STATED GOAL 1
Which years are mentioned in the notes on Tyrone's war against England?
STATED GOAL 2
How would you sum up the notes on Hugh O'Neill's fight for Irish independence in two sentences?
STATED GOAL 3
Could you extend the notes on Tyrone's war against England beyond their final sentence?

Causes/Duration- Fight for Irish Independence against Protestant rule. / 9 years War

Leaders/Support- Hugh O'Neill (2nd Earl of Tyrone), Spanish Support

Events- Tyrone offered to govern Ulster on behalf of the Queen, free of supervision from Dublin, but his offer was rejected. Dublins increasing interferance in Ulster promped Tryone to defend his own autonomy. In May 1595, Tyrone went to War with England. He formed an army of 1000 calvery, 4000 musketeers and 1000 pikemen. Philip II also sent a great armada of 100 ships to Ireland in October 1596, however, they never actually reached Ireland due to a heavy storm. Tyrone made many victories over the english, including in 1599 when Essex was sent over to Ireland with 17300 men, but was no match and ended in making a truce with Tyrone. Essex was consequently beheaded when he returned. Mountjoy was replaced with Essex and managed to defeat Tyrone by catching him offguard. Tryone managed to hold out til March 1603 when he surrendered.

DATA EXTRACT
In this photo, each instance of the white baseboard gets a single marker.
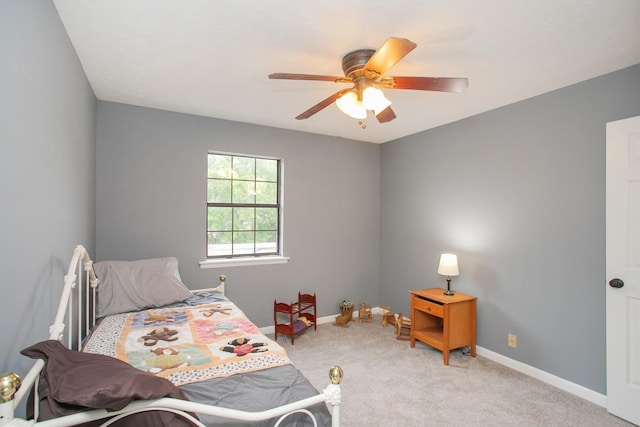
(573, 388)
(562, 384)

EXERCISE RESPONSE 1
1595, 1596, 1599, 1603

EXERCISE RESPONSE 2
Hugh O'Neill, the 2nd Earl of Tyrone, led a nine-year fight for Irish independence against Protestant rule with Spanish support, going to war with England in May 1595 after Dublin's growing interference in Ulster pushed him to defend his autonomy. He won many victories over the English, including forcing Essex into a truce in 1599, but Mountjoy defeated him by catching him off guard, and Tyrone surrendered in March 1603.

EXERCISE RESPONSE 3
Conclusion- High threat, could have been succesful and was the longest rebellion during this time. Also his men were trained unlike other rebellions. Tyrone was offered his life and very generous terms and leaders were offered full pardons but were never trusted. The nine years war was an important step in the english and scottish colonisation in Ulster.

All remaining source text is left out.